• [Records supplied]
────────────────
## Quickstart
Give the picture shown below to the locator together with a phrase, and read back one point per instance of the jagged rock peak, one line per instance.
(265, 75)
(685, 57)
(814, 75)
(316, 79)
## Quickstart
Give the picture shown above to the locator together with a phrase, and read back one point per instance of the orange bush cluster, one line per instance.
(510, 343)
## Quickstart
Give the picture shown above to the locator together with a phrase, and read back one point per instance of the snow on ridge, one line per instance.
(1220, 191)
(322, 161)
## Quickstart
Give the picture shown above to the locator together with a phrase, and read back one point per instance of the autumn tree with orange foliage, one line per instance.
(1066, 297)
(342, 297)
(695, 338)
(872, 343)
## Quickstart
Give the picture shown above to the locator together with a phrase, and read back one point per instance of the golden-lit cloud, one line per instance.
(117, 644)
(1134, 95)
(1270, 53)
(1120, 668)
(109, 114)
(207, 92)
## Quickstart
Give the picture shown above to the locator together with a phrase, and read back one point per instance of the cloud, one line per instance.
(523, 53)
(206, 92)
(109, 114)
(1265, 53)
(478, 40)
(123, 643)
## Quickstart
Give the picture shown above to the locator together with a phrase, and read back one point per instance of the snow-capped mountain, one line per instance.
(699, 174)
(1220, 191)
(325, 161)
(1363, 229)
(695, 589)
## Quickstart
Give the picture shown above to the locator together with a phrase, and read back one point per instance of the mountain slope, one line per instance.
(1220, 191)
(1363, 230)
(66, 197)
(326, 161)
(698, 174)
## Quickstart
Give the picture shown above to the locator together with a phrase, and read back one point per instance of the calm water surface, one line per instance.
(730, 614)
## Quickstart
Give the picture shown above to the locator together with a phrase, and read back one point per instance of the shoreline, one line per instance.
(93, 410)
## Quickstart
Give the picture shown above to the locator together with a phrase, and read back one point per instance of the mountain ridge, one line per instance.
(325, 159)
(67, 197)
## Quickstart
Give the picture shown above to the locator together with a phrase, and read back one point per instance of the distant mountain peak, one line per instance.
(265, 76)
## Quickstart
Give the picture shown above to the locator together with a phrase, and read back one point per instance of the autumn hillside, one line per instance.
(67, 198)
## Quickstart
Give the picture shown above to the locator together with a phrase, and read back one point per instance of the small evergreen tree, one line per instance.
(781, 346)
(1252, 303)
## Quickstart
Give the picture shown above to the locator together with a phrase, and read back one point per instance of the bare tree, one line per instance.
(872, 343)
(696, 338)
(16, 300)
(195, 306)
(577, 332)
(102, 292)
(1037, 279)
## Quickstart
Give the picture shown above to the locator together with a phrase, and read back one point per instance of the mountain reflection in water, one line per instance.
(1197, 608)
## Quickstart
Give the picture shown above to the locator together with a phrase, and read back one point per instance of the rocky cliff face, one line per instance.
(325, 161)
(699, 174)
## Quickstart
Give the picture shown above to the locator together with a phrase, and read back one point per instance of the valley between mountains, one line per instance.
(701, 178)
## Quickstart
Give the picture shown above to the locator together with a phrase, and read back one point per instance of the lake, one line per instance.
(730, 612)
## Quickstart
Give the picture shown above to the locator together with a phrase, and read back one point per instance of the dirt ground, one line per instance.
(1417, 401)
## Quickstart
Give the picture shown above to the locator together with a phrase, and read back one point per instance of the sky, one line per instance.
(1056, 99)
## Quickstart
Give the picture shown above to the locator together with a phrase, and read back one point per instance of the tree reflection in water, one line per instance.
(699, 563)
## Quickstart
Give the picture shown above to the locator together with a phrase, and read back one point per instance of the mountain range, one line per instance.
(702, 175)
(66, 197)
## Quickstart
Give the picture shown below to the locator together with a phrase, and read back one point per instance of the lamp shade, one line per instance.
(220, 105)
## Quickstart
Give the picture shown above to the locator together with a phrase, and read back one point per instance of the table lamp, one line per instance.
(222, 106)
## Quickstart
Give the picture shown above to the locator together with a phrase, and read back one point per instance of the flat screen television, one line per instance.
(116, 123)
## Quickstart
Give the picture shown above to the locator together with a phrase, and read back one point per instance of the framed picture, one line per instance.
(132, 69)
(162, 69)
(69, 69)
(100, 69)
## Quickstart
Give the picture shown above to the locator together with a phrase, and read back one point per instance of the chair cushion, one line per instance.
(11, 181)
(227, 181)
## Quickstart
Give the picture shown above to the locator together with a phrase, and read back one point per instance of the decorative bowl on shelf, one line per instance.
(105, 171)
────────────────
Repeat each record exactly. Omit nothing.

• [Response to the exercise]
## Quickstart
Give the picture shown below to the locator together with a phrase, and read back one point per instance of the jagged rock peak, one line per instance.
(265, 75)
(685, 57)
(814, 75)
(316, 79)
## Quickstart
Give the picture shown above to the locator together with a phrase, and read back one point per instance of the orange bush cluster, one line per instance.
(510, 343)
## Quickstart
Give the picture shown above to the locator together with a phrase, and read back one point per instance of the snow on ridge, one line per instance.
(1220, 191)
(322, 161)
## Quickstart
Give the picture shown above to the locator together with a phrase, and read back one point per instance of the autumn tree with orange foliage, one line per instance.
(1066, 297)
(342, 297)
(695, 338)
(872, 343)
## Quickstart
Give the picture shown above to the locator together with a phrase, and read back one point per instance of the golden-lit cloud, one line per instance.
(117, 644)
(1134, 95)
(1270, 53)
(1120, 668)
(109, 114)
(207, 92)
## Quickstart
Give the picture shown above to the locator together with a phrase, and read back one point per instance of the cloud, one line per instance.
(523, 53)
(206, 92)
(109, 114)
(1265, 53)
(478, 40)
(123, 643)
## Quickstart
Give the picture shown above to the locator together with a phrase, and read back one point per instance of the snow-capped mountain, one line per instance.
(699, 174)
(1220, 191)
(325, 161)
(1363, 229)
(695, 589)
## Quickstart
Give the picture shown above to the locator together with a phrase, and read back one point per instance of the mountain slope, one line per instance.
(1220, 191)
(1363, 230)
(66, 197)
(326, 161)
(698, 174)
## Quickstart
Give the picture shown above to the locator together with a phrase, and read back one point per instance of the calm water surface, one line per instance.
(730, 614)
## Quickstart
Give the picture shown above to the locator together with a phrase, and read back one point per instance of the shoreline, one line per instance.
(93, 410)
## Quickstart
Give the picture shown above to the locator together with a phrase, and read back one point per instance of the mountain ridge, one line per instance.
(325, 159)
(67, 197)
## Quickstart
Give the picture shown above to the locator together with a phrase, and read back one point per instance of the distant mountain peak, one line per instance.
(265, 76)
## Quickstart
Give the picture shown above to the locator together with a phrase, and read back one point per instance of the autumn hillside, one line per instance.
(67, 198)
## Quickstart
Give the picture shown above to the locator together with a phrase, and read back one point per instance of the small evergreen tree, one line per instance.
(781, 346)
(1252, 303)
## Quickstart
Give the picture shown above to the locator together with a phrase, and read back one point per instance of the bare tree, one line per instance.
(872, 343)
(696, 338)
(16, 300)
(195, 306)
(577, 332)
(102, 292)
(1037, 279)
## Quickstart
Give the picture shown above to the locator together with a phrase, and read back one point per instance of the mountain reflection in water, one line per instance.
(1197, 608)
## Quickstart
Give the picture shown above to the locator together with a phrase, and read back one point per instance of the rocky cliff face, one line per instance.
(325, 161)
(699, 174)
## Quickstart
Give the picture shown above to the locator together with a phrase, and read back one point per instance of the valley between mountains, one line per instance.
(701, 178)
## Quickstart
Give the picture shown above to the locator together with a phrase, and read back one point per instance of the lake, one line per instance.
(730, 612)
## Quickstart
Give the picture shown above to the locator together with a phrase, and read back one point per instance of the dirt ground, one line per instance.
(1417, 401)
## Quickstart
Give the picture shown above to the locator together with a phrase, and read back one point per instance of the sky, one line per instance.
(1056, 99)
## Quickstart
Give the picture shown above to the locator together with a phrase, and read back one point per instance of the tree reflection in water, one line per instance.
(699, 563)
## Quickstart
Give the picture shown above to the locator together with a phrase, and read back one point per instance of the mountain range, one line per instance.
(702, 175)
(66, 197)
## Quickstart
Give the picture shown below to the locator together with a phrase, and read back one point per instance of the lamp shade, one line per instance.
(220, 105)
## Quickstart
Give the picture shown above to the locator together with a phrase, and read back one point per instance of the table lamp, one line per instance.
(222, 106)
## Quickstart
Give the picture shown above to the locator together with a phrase, and read back one point per instance of the flat screen television, one line per instance.
(116, 123)
## Quickstart
Give the picture shown above to the locator together with a phrase, and read back one point per instance of the framed picture, one line per instance.
(132, 69)
(162, 69)
(69, 69)
(100, 69)
## Quickstart
Give the picture shown above to the locator together with a phrase, and read back one point per instance of the chair cushion, one line per instance.
(11, 181)
(227, 181)
## Quickstart
Give the picture shown above to the locator together with a phrase, and read back one point per instance of the decorative bowl on shelf, one line per instance.
(105, 171)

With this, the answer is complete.